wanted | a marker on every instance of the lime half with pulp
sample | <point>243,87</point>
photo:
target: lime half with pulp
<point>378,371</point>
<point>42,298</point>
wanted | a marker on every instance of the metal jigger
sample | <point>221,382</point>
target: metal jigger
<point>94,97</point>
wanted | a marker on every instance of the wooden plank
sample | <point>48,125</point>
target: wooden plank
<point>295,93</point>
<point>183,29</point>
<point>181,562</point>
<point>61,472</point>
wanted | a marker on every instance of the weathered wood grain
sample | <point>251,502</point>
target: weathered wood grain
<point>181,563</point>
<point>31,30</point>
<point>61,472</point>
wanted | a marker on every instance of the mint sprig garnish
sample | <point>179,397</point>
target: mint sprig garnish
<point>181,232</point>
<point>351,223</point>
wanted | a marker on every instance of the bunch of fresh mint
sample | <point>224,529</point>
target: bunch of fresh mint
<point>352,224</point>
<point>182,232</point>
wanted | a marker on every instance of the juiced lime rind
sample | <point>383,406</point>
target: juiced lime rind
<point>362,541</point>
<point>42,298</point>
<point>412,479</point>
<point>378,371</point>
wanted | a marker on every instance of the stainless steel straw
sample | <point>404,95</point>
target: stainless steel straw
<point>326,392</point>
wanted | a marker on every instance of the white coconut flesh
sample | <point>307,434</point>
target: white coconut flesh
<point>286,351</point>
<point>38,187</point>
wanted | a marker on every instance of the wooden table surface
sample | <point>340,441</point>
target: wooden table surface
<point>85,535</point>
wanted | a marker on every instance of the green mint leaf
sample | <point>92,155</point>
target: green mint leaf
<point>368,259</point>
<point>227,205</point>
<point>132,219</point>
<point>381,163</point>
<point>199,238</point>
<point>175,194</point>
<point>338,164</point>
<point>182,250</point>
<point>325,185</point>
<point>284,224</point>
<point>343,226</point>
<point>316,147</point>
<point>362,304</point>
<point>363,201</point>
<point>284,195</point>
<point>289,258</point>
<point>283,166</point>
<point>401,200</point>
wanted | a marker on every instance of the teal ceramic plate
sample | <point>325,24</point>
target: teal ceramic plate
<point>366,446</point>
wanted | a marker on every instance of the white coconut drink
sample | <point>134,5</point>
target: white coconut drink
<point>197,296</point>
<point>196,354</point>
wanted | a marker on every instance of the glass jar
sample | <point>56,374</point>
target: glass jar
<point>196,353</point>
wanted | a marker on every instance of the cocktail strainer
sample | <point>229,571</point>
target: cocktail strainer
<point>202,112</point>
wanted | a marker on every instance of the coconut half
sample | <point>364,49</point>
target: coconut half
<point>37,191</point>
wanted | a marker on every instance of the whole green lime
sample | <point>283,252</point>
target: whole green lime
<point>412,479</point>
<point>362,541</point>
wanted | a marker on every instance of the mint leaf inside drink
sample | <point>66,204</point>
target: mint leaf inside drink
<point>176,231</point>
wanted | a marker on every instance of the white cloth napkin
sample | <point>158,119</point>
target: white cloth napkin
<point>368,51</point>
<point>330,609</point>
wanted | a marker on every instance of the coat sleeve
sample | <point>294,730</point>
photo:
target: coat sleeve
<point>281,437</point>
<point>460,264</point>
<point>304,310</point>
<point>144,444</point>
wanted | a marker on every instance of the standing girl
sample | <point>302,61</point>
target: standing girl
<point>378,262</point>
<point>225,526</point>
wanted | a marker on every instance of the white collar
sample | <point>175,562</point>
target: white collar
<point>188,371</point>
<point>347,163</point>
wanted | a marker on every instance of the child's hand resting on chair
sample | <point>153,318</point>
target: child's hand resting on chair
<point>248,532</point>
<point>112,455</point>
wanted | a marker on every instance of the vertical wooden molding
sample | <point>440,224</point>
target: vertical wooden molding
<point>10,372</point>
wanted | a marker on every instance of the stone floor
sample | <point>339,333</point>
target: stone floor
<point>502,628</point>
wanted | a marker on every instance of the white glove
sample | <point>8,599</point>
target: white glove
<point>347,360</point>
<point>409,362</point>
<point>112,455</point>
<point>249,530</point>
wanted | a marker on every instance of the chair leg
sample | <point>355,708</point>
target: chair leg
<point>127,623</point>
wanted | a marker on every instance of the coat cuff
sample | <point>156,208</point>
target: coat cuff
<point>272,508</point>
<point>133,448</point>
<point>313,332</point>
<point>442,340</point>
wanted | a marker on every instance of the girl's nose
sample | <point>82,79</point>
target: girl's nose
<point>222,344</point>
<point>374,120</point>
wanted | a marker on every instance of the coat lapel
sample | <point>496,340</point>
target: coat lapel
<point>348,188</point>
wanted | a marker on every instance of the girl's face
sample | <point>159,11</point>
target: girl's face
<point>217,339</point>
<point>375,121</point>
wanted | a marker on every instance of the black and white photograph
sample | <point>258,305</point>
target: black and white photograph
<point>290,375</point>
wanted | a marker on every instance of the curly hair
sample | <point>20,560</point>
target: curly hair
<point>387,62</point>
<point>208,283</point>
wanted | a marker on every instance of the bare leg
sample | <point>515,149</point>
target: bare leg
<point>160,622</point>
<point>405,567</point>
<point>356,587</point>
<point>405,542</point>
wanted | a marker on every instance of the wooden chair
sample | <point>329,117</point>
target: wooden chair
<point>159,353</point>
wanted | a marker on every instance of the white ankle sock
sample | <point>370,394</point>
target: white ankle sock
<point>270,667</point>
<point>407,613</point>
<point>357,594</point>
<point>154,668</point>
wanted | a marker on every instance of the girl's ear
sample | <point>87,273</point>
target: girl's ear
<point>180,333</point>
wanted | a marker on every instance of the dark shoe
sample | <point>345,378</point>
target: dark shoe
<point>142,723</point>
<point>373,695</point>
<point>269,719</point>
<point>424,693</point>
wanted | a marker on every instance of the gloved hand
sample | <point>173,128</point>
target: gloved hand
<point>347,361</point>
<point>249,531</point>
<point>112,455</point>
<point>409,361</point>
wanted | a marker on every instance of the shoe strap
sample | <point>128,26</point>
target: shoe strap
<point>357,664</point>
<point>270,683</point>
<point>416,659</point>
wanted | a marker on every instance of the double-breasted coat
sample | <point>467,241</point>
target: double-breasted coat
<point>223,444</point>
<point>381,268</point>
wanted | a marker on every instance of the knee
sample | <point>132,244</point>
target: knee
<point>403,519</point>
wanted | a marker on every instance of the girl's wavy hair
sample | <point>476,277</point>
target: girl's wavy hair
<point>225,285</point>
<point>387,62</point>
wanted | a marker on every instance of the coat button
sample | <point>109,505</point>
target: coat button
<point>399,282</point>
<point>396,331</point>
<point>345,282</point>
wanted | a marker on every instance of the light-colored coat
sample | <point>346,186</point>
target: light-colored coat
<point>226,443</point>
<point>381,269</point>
────────────────────
• _Stated goal_:
Shift the answer points by adding 111 to both coordinates, leaving the "wanted" and "sample" lines unchanged. Apply this only to the part of the material that opens with the line containing "wanted | a marker on every instance of the girl's ear" and closes with the final line of the material, and rewrite that whole part with its requests included.

• _Expected answer_:
wanted | a marker on every instance of the girl's ear
sample | <point>87,273</point>
target: girl's ear
<point>291,444</point>
wanted | a marker on every instance of the dark shoe
sample | <point>345,378</point>
target: dark shoe
<point>253,834</point>
<point>484,806</point>
<point>380,830</point>
<point>535,804</point>
wanted | a marker on every instance of the gloved hand
sample | <point>173,128</point>
target: gloved hand
<point>458,472</point>
<point>360,642</point>
<point>223,566</point>
<point>520,472</point>
wanted | a marker on every instance of the shoe strap
sample | <point>128,26</point>
target: shoe strap
<point>468,775</point>
<point>381,794</point>
<point>527,770</point>
wanted | a marker on every instance of the double-breasted coat
sample | <point>467,241</point>
target: double-breasted coat
<point>334,555</point>
<point>492,379</point>
wanted | a marker on every instance of the knee
sample | <point>132,244</point>
target: knee
<point>514,630</point>
wanted | a marker on every instance of the girl's wavy hair
sample | <point>476,277</point>
target: girl's wavy hair
<point>336,396</point>
<point>498,173</point>
wanted | a marker on every instance of the coat button
sample | <point>109,505</point>
target: coat button
<point>510,393</point>
<point>507,442</point>
<point>456,393</point>
wanted | a marker on every instance of the light-colored coat
sample | <point>346,186</point>
target: light-colored coat
<point>337,554</point>
<point>492,380</point>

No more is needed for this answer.